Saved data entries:

━━━━━━━━━━━━━━━━━━━━━━━━━━━━━━

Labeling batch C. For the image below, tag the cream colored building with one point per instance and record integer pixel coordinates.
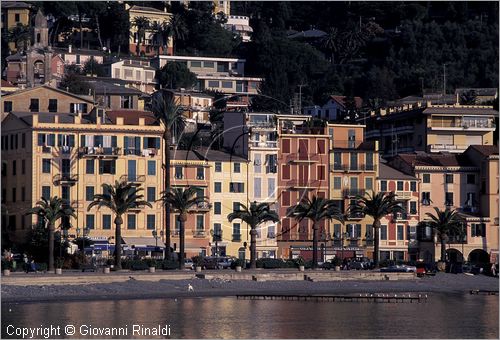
(71, 156)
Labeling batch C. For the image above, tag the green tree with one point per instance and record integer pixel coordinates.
(175, 75)
(51, 210)
(316, 210)
(169, 115)
(444, 223)
(121, 198)
(376, 206)
(182, 202)
(254, 215)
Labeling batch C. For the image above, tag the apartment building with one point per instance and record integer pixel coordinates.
(398, 232)
(71, 156)
(45, 99)
(453, 181)
(229, 187)
(353, 171)
(187, 168)
(431, 128)
(303, 161)
(149, 46)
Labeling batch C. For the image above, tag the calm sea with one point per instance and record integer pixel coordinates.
(442, 316)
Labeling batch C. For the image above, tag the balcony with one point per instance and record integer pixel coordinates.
(136, 179)
(91, 151)
(354, 192)
(65, 178)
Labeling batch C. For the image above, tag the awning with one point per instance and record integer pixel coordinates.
(142, 242)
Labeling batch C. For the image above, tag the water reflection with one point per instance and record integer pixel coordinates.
(443, 316)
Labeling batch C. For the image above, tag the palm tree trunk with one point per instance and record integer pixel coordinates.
(376, 243)
(182, 220)
(166, 138)
(253, 247)
(51, 247)
(118, 242)
(315, 246)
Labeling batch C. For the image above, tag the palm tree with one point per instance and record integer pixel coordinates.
(120, 198)
(51, 210)
(377, 206)
(254, 215)
(181, 202)
(316, 209)
(142, 24)
(176, 29)
(168, 114)
(444, 223)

━━━━━━━━━━━━━━━━━━━━━━━━━━━━━━

REQUIRED WORK:
Do not include images; quote all of the entries above exactly.

WRITTEN REPLY:
Labeling batch C. For the image below, tag the cream colored building with one point per instance and record integer pixel coordinates.
(71, 156)
Labeling batch C. For the image above, tag the green tree with one point per instance and record integer pixel coordinates.
(175, 75)
(51, 210)
(316, 210)
(169, 115)
(444, 223)
(121, 198)
(376, 206)
(182, 202)
(254, 215)
Labeling batch C. For the image above, tag the apartment building with one point per instance and record integer pixel coordinates.
(398, 232)
(71, 156)
(45, 99)
(453, 181)
(229, 187)
(353, 171)
(187, 168)
(431, 128)
(303, 161)
(149, 46)
Labeling batch C. For the image above, tag the calm sea with one point per instance and record integer pixel coordinates.
(442, 316)
Labeling batch C. For the image above, tag the balcony with one point per instance and record integer pixel coordinates.
(136, 179)
(91, 151)
(354, 192)
(65, 178)
Labeling batch C. For the image above, tag the awning with one point per instance and record integer pixel coordinates.
(142, 242)
Labeling batch C. For the image above, tag the water reflection with one point per instance and record integer pixel coordinates.
(443, 316)
Labeling batch C. For the image above, tag the palm tree trunk with one point per instance and record integer pixel coordinates.
(376, 243)
(182, 220)
(166, 138)
(253, 247)
(51, 247)
(118, 242)
(315, 246)
Labeling batch C. For the image above, tag the palm tree with one point per instance and record integer pixel coordinates.
(120, 198)
(51, 210)
(377, 206)
(254, 215)
(181, 202)
(316, 209)
(142, 24)
(176, 29)
(168, 114)
(444, 223)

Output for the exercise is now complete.